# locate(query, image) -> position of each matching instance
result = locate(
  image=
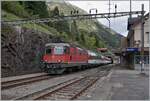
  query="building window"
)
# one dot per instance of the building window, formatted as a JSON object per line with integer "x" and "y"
{"x": 147, "y": 35}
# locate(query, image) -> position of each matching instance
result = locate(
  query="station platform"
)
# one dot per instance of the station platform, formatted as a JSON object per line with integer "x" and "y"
{"x": 120, "y": 84}
{"x": 6, "y": 79}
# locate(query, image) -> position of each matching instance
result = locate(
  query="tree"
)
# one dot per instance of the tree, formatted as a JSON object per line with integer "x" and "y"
{"x": 36, "y": 8}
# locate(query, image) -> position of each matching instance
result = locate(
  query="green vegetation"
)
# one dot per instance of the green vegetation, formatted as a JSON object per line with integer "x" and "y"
{"x": 86, "y": 33}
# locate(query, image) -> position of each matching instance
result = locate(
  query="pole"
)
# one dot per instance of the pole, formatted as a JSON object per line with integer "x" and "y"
{"x": 130, "y": 9}
{"x": 142, "y": 38}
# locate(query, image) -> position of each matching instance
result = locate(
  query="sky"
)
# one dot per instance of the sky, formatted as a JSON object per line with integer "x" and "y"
{"x": 117, "y": 24}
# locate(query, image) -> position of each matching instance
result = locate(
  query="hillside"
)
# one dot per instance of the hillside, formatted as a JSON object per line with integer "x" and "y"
{"x": 109, "y": 38}
{"x": 23, "y": 45}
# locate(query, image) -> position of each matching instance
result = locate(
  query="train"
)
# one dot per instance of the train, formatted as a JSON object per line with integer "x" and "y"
{"x": 61, "y": 57}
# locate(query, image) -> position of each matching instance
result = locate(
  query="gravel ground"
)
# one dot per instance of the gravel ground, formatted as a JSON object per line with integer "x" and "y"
{"x": 23, "y": 90}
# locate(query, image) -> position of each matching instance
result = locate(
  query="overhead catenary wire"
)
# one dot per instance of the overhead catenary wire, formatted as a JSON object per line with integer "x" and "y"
{"x": 71, "y": 17}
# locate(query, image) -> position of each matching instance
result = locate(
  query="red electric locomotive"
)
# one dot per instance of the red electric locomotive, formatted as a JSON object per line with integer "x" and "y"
{"x": 60, "y": 57}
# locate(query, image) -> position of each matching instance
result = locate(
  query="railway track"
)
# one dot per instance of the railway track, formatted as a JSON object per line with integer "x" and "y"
{"x": 19, "y": 82}
{"x": 69, "y": 90}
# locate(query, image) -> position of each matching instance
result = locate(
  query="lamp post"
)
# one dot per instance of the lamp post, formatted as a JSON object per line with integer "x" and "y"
{"x": 142, "y": 38}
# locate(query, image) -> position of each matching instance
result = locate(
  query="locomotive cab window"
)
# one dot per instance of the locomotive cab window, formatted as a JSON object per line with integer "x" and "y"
{"x": 48, "y": 51}
{"x": 66, "y": 50}
{"x": 58, "y": 50}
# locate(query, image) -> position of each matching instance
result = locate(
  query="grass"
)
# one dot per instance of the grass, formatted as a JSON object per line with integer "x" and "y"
{"x": 10, "y": 17}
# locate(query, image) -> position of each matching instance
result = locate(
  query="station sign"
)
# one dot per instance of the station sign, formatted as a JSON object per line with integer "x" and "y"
{"x": 132, "y": 49}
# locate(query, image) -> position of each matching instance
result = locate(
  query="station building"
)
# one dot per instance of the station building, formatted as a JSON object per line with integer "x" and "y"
{"x": 131, "y": 45}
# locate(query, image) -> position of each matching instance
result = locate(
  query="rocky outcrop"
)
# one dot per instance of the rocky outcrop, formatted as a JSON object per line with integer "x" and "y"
{"x": 22, "y": 50}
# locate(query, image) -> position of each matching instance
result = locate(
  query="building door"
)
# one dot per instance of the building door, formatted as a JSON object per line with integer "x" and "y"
{"x": 137, "y": 60}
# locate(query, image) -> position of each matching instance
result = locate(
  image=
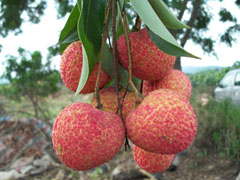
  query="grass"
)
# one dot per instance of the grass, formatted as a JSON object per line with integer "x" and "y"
{"x": 52, "y": 104}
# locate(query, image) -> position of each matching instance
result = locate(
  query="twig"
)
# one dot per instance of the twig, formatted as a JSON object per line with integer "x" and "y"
{"x": 104, "y": 37}
{"x": 147, "y": 174}
{"x": 115, "y": 63}
{"x": 129, "y": 57}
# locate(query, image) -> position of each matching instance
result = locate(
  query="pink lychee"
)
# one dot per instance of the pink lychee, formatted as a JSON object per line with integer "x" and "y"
{"x": 85, "y": 137}
{"x": 71, "y": 69}
{"x": 152, "y": 162}
{"x": 176, "y": 80}
{"x": 148, "y": 61}
{"x": 163, "y": 123}
{"x": 109, "y": 101}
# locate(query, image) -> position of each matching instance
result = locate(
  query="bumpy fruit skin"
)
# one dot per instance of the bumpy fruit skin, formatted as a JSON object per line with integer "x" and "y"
{"x": 163, "y": 123}
{"x": 85, "y": 137}
{"x": 71, "y": 69}
{"x": 152, "y": 162}
{"x": 109, "y": 101}
{"x": 176, "y": 80}
{"x": 148, "y": 61}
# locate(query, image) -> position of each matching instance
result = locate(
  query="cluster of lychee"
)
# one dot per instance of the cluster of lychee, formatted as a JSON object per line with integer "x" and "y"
{"x": 162, "y": 125}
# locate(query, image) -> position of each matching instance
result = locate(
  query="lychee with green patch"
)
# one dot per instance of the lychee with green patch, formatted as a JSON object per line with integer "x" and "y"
{"x": 152, "y": 162}
{"x": 109, "y": 101}
{"x": 71, "y": 69}
{"x": 163, "y": 123}
{"x": 148, "y": 61}
{"x": 176, "y": 81}
{"x": 85, "y": 137}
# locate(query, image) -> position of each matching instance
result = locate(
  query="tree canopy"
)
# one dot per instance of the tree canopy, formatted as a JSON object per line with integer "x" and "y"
{"x": 195, "y": 13}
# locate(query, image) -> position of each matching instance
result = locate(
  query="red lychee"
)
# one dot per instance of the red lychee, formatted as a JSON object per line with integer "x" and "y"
{"x": 109, "y": 101}
{"x": 148, "y": 61}
{"x": 152, "y": 162}
{"x": 176, "y": 80}
{"x": 71, "y": 69}
{"x": 163, "y": 123}
{"x": 85, "y": 137}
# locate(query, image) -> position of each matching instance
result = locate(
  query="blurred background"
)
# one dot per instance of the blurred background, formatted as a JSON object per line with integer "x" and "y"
{"x": 32, "y": 94}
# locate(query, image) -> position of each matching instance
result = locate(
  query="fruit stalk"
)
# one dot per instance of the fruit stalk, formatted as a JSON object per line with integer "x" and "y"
{"x": 129, "y": 57}
{"x": 104, "y": 37}
{"x": 115, "y": 63}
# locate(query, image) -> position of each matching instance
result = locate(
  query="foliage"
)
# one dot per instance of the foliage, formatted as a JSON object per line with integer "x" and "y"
{"x": 11, "y": 14}
{"x": 14, "y": 13}
{"x": 29, "y": 77}
{"x": 211, "y": 77}
{"x": 86, "y": 22}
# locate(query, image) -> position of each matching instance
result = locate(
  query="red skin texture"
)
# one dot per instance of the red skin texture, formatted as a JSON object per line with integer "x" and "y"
{"x": 163, "y": 123}
{"x": 148, "y": 61}
{"x": 109, "y": 101}
{"x": 85, "y": 137}
{"x": 71, "y": 69}
{"x": 152, "y": 162}
{"x": 176, "y": 81}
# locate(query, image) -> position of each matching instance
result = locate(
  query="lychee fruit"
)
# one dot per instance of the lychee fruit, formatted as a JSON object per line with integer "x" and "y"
{"x": 148, "y": 61}
{"x": 71, "y": 69}
{"x": 109, "y": 101}
{"x": 163, "y": 123}
{"x": 176, "y": 80}
{"x": 85, "y": 137}
{"x": 152, "y": 162}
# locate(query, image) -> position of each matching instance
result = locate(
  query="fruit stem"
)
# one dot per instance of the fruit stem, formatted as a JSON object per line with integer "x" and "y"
{"x": 115, "y": 63}
{"x": 129, "y": 57}
{"x": 104, "y": 37}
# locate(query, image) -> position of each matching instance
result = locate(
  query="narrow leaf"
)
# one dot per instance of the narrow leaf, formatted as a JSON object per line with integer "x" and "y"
{"x": 69, "y": 32}
{"x": 168, "y": 48}
{"x": 90, "y": 27}
{"x": 166, "y": 16}
{"x": 84, "y": 73}
{"x": 150, "y": 18}
{"x": 71, "y": 24}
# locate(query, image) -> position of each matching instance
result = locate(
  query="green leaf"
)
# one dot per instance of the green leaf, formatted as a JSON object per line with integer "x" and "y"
{"x": 69, "y": 31}
{"x": 122, "y": 72}
{"x": 90, "y": 27}
{"x": 166, "y": 16}
{"x": 71, "y": 24}
{"x": 168, "y": 48}
{"x": 84, "y": 73}
{"x": 150, "y": 18}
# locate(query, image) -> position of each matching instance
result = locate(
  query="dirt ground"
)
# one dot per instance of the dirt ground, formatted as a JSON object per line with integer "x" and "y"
{"x": 194, "y": 165}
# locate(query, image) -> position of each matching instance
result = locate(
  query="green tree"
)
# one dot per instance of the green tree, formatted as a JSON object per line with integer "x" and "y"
{"x": 30, "y": 78}
{"x": 198, "y": 18}
{"x": 13, "y": 13}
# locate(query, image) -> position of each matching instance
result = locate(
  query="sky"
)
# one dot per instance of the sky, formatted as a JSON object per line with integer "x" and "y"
{"x": 41, "y": 36}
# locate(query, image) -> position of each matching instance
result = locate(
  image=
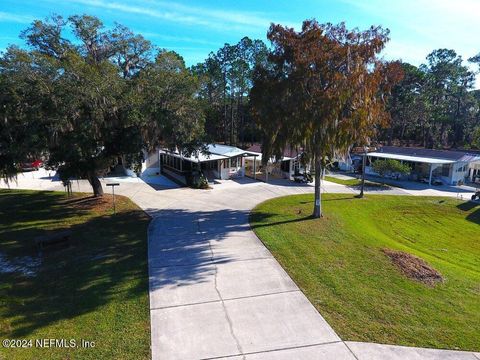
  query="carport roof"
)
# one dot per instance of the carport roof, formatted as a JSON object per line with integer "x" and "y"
{"x": 419, "y": 159}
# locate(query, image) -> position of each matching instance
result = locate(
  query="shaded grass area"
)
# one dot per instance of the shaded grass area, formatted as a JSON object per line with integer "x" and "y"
{"x": 95, "y": 289}
{"x": 339, "y": 264}
{"x": 355, "y": 182}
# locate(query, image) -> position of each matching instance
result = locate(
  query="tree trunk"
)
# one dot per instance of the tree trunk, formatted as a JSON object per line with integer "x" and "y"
{"x": 317, "y": 209}
{"x": 364, "y": 165}
{"x": 96, "y": 185}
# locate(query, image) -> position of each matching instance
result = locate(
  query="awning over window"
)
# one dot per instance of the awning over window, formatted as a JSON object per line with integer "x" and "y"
{"x": 410, "y": 158}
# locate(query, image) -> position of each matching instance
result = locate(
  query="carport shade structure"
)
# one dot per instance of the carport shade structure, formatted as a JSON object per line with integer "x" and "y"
{"x": 455, "y": 165}
{"x": 425, "y": 160}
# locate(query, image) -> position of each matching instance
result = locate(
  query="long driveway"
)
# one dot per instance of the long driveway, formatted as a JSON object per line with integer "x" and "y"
{"x": 217, "y": 293}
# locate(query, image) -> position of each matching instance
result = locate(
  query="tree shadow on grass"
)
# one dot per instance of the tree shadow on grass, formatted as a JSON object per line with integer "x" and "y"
{"x": 474, "y": 211}
{"x": 107, "y": 261}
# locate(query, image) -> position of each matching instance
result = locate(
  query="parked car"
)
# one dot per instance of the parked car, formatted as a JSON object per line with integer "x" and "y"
{"x": 303, "y": 178}
{"x": 31, "y": 166}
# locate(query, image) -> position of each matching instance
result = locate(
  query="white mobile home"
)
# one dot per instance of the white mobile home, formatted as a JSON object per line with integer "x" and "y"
{"x": 445, "y": 166}
{"x": 217, "y": 162}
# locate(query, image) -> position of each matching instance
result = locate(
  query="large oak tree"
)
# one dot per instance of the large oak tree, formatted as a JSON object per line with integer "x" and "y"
{"x": 324, "y": 90}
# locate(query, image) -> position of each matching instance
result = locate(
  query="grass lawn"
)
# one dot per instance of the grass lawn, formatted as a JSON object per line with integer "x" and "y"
{"x": 339, "y": 264}
{"x": 96, "y": 289}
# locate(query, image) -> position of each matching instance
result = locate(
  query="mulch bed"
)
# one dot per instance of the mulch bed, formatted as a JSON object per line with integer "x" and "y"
{"x": 414, "y": 268}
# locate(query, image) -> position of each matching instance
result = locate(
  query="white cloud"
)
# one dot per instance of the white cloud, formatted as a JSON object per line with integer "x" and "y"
{"x": 10, "y": 17}
{"x": 188, "y": 15}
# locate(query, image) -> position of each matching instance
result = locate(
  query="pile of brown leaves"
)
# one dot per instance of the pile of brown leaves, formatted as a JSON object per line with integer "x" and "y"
{"x": 414, "y": 268}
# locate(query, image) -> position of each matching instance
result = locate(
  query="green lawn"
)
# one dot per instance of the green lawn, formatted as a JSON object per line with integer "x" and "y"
{"x": 338, "y": 263}
{"x": 96, "y": 290}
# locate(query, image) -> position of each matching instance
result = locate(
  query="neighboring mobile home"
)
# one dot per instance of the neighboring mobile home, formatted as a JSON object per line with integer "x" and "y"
{"x": 218, "y": 162}
{"x": 431, "y": 166}
{"x": 285, "y": 168}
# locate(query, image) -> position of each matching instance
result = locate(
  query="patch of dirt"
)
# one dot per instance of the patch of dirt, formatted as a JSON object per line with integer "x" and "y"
{"x": 414, "y": 268}
{"x": 100, "y": 204}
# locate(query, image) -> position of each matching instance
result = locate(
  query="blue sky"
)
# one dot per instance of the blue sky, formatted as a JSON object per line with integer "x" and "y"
{"x": 194, "y": 28}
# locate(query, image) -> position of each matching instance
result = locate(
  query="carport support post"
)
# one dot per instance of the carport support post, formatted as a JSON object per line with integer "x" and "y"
{"x": 113, "y": 194}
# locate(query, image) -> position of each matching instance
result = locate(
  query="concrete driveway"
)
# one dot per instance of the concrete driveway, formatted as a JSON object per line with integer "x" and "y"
{"x": 215, "y": 290}
{"x": 217, "y": 293}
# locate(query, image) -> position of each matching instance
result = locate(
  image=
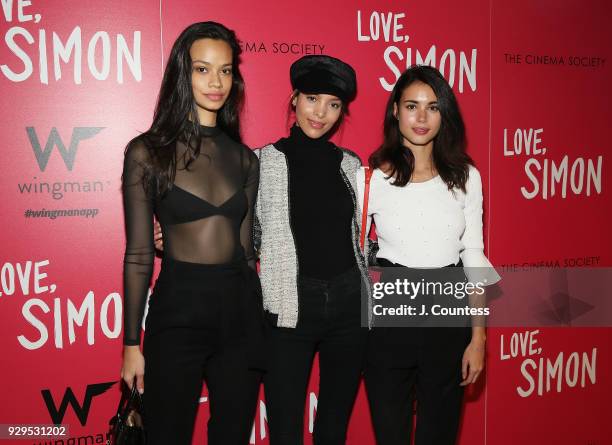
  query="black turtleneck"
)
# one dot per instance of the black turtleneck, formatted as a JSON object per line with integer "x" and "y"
{"x": 321, "y": 207}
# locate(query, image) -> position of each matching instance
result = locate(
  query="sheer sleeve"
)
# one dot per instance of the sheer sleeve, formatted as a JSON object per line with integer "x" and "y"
{"x": 251, "y": 185}
{"x": 139, "y": 251}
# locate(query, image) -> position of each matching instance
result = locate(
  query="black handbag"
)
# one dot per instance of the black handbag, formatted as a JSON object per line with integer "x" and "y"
{"x": 127, "y": 426}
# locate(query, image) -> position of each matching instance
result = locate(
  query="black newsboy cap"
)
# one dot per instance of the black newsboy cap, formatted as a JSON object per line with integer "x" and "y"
{"x": 324, "y": 75}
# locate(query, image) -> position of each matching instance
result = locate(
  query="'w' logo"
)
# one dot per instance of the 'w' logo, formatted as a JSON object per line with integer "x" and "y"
{"x": 68, "y": 155}
{"x": 81, "y": 409}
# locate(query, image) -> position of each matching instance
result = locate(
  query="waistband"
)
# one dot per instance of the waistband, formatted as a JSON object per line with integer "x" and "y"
{"x": 383, "y": 262}
{"x": 340, "y": 278}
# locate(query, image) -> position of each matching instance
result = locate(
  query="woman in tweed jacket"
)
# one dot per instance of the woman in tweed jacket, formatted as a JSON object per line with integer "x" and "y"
{"x": 312, "y": 270}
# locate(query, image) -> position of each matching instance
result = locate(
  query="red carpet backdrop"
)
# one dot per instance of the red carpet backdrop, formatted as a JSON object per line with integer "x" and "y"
{"x": 80, "y": 78}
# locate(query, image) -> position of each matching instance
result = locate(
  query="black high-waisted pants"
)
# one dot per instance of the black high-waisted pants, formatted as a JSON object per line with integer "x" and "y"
{"x": 194, "y": 332}
{"x": 404, "y": 362}
{"x": 329, "y": 322}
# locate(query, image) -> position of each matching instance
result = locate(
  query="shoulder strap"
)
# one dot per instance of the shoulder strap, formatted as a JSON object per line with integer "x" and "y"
{"x": 366, "y": 196}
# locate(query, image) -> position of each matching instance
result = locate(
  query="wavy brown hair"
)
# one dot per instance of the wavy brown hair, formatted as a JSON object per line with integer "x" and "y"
{"x": 449, "y": 155}
{"x": 176, "y": 117}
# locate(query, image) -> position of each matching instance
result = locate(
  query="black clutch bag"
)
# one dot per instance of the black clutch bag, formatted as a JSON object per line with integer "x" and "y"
{"x": 127, "y": 426}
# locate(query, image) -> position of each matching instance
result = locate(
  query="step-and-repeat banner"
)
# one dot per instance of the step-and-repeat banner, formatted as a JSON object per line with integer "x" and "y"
{"x": 79, "y": 79}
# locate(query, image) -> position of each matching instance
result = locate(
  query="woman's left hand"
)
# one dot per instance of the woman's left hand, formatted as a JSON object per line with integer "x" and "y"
{"x": 473, "y": 361}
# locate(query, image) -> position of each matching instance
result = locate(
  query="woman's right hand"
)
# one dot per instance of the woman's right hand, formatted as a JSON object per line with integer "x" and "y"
{"x": 133, "y": 366}
{"x": 157, "y": 237}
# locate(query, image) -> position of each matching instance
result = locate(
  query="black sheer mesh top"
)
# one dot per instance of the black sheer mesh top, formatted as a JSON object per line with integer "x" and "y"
{"x": 206, "y": 216}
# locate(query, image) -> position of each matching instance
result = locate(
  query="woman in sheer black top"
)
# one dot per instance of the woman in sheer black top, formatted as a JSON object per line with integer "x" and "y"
{"x": 192, "y": 172}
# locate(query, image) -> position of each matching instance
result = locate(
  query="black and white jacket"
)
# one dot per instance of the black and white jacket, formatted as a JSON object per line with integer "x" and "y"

============================================================

• _Exercise requirements_:
Filter the listing above to every line that contains the string "post", and write out each matching line.

• _Completed exercise_:
  query="lamp post"
# one dot per instance of the lamp post, formatted as a JSON object per line with integer "x" and "y"
  query="carport support post"
# one dot per instance of the carport support post, formatted as a JSON object per line with integer "x" and "y"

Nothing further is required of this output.